▸ **Extract provided**
▬▬▬▬▬▬

There's a plague of bities tormenting this region
IF YOU'VE been going through the Aerogard and the Stop Itch like there's no tomorrow in the past few weeks you can blame it on the weather.
The Gympie region's recent warmer temperatures and showers are responsible for the flying army of giant mosquitoes and midges that have engulfed the region, driving people indoors and leaving arms and legs covered in angry red welts.
Across social media, people living in the Mary Valley, Pie Creek, the Gympie CBD, Lower Wonga, Goomboorian, Rainbow Beach, Pomona and all stops in between, are complaining about the plague of flying bloodsuckers.
Danny Gubecka has just moved here from Redcliffe and says the council need to start spraying.
"The council (in Redcliffe) used to spray all the time. I've never seen big ones like you got here. I have three boys and one of them is allergic to mozzie bite. He would scratch til they bleed then the bites would get infected. It's horrible.”
Southside resident Christine Hamilton says the midges especially have been bad on the Southside near Power Rd.
"I was blaming the dog lol. But she is also being driven mad by them. I have not experienced the mozzies so much though.”
A Gympie Regional Council spokesman said insect problems were common in the warmer months.
"Higher ambient temperatures warm the water or substrate in breeding sites, resulting in shorter development periods for eggs, larvae and pupae. Hence, insect problems always occur during warmer times of the year,” they said.
The problem can get particularly bad near waterways.
"(Gympie) council does not currently have a mosquito treatment program in place but surveillance is conducted throughout the region,” the spokesman said.
"Gympie Regional Council will commence the alphavirus surveillance program later this month, which targets the detection of Ross river and barmah forest viruses; this program will continue until May 2017.
"Council has recently partnered up with the South Burnett Regional Council and the Gold Coast Regional Council to carry out a systematic inspection program of Wondai and Goomeri townships where aedes aegypti - dengue mosquito - was detected earlier in the year.”

▬▬▬▬▬▬

▸ **Source data**
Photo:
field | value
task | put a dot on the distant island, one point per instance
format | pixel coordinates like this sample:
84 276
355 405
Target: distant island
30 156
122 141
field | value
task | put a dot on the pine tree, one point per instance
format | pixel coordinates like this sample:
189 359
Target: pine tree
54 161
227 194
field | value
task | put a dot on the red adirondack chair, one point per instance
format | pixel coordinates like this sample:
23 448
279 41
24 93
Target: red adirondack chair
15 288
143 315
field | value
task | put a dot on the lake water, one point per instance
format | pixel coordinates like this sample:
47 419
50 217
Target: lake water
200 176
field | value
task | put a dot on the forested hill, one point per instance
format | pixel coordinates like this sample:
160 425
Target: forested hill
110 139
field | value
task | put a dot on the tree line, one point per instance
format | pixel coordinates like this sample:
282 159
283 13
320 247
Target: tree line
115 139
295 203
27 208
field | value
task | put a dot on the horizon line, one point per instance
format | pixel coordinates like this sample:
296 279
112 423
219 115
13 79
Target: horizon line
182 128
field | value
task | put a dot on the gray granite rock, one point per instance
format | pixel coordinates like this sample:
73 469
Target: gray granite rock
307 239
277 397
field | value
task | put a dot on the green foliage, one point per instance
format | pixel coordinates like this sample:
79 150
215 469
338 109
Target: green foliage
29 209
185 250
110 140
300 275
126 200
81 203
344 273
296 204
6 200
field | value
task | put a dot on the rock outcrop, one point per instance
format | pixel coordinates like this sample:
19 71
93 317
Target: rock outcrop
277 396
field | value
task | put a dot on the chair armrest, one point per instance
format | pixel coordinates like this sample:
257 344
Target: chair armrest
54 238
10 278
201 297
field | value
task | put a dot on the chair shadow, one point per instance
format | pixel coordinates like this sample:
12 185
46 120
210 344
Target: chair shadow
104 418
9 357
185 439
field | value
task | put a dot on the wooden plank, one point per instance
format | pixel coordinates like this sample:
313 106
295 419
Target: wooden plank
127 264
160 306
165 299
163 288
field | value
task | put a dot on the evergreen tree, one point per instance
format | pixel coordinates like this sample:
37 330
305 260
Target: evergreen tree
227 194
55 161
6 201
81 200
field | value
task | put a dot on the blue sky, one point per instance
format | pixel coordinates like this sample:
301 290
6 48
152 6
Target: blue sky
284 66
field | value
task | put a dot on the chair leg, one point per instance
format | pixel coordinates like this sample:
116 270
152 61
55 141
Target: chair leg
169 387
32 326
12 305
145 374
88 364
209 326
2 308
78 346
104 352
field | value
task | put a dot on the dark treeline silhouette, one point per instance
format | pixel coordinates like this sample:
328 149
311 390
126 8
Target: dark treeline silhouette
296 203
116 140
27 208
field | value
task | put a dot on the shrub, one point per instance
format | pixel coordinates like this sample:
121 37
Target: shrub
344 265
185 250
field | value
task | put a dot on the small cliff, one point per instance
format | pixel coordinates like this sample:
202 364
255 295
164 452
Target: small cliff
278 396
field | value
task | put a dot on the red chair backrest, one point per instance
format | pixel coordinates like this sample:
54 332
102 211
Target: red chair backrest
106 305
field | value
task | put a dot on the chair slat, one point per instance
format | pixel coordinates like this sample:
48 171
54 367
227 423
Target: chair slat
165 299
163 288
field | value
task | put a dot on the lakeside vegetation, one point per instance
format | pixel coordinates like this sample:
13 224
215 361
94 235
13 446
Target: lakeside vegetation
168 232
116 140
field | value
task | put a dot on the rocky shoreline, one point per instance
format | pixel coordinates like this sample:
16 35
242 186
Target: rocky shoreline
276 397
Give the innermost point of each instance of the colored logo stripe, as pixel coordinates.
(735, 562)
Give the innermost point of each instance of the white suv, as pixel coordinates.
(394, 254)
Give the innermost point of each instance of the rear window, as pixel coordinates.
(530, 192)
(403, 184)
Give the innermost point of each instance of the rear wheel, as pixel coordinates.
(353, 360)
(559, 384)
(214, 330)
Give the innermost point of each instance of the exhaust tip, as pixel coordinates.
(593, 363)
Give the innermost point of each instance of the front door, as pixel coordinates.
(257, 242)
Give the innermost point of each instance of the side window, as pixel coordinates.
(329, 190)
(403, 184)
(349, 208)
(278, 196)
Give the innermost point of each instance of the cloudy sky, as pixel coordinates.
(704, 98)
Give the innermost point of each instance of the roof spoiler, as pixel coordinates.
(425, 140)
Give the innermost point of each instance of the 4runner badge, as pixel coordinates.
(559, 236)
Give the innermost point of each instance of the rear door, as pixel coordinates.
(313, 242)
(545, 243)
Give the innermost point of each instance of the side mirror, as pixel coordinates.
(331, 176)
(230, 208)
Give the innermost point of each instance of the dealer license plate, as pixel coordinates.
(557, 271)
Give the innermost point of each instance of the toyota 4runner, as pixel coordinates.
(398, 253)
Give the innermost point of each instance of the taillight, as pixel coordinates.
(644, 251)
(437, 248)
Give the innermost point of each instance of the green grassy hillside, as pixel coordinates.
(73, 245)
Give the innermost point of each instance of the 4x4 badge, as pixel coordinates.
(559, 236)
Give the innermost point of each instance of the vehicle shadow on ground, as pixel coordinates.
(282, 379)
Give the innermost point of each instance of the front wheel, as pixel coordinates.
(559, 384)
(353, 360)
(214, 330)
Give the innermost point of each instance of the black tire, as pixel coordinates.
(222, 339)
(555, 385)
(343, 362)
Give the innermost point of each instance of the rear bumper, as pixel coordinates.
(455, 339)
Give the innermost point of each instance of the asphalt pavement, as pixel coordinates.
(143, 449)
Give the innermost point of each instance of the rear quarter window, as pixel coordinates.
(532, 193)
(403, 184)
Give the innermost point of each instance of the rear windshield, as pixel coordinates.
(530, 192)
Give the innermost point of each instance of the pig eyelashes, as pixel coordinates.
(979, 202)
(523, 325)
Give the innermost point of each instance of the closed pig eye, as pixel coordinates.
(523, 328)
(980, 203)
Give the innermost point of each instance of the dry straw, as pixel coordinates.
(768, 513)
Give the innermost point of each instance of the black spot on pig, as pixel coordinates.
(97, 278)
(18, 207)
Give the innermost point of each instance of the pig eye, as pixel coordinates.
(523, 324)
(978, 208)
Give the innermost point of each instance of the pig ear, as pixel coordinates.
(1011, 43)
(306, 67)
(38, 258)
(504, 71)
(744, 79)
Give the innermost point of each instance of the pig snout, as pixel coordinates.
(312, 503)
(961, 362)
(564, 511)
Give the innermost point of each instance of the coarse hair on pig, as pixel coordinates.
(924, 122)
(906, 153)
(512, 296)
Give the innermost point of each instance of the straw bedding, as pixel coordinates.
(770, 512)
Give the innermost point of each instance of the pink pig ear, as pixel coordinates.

▬▬▬▬▬▬

▸ **Tasks**
**a.** From the mosquito article, can you return the passage that begins at the words "There's a plague" and stops after "angry red welts.", copied word for word?
**b.** Answer these questions using the mosquito article:
(i) Where did Danny Gubecka move from?
(ii) Which viruses does the council's alphavirus surveillance program aim to detect?
(iii) In which two townships was a systematic inspection program planned?

▸ **Solutions to the exercise**
**a.**
There's a plague of bities tormenting this region
IF YOU'VE been going through the Aerogard and the Stop Itch like there's no tomorrow in the past few weeks you can blame it on the weather.
The Gympie region's recent warmer temperatures and showers are responsible for the flying army of giant mosquitoes and midges that have engulfed the region, driving people indoors and leaving arms and legs covered in angry red welts.

**b.**
(i) Redcliffe.
(ii) Ross river and barmah forest viruses.
(iii) Wondai and Goomeri.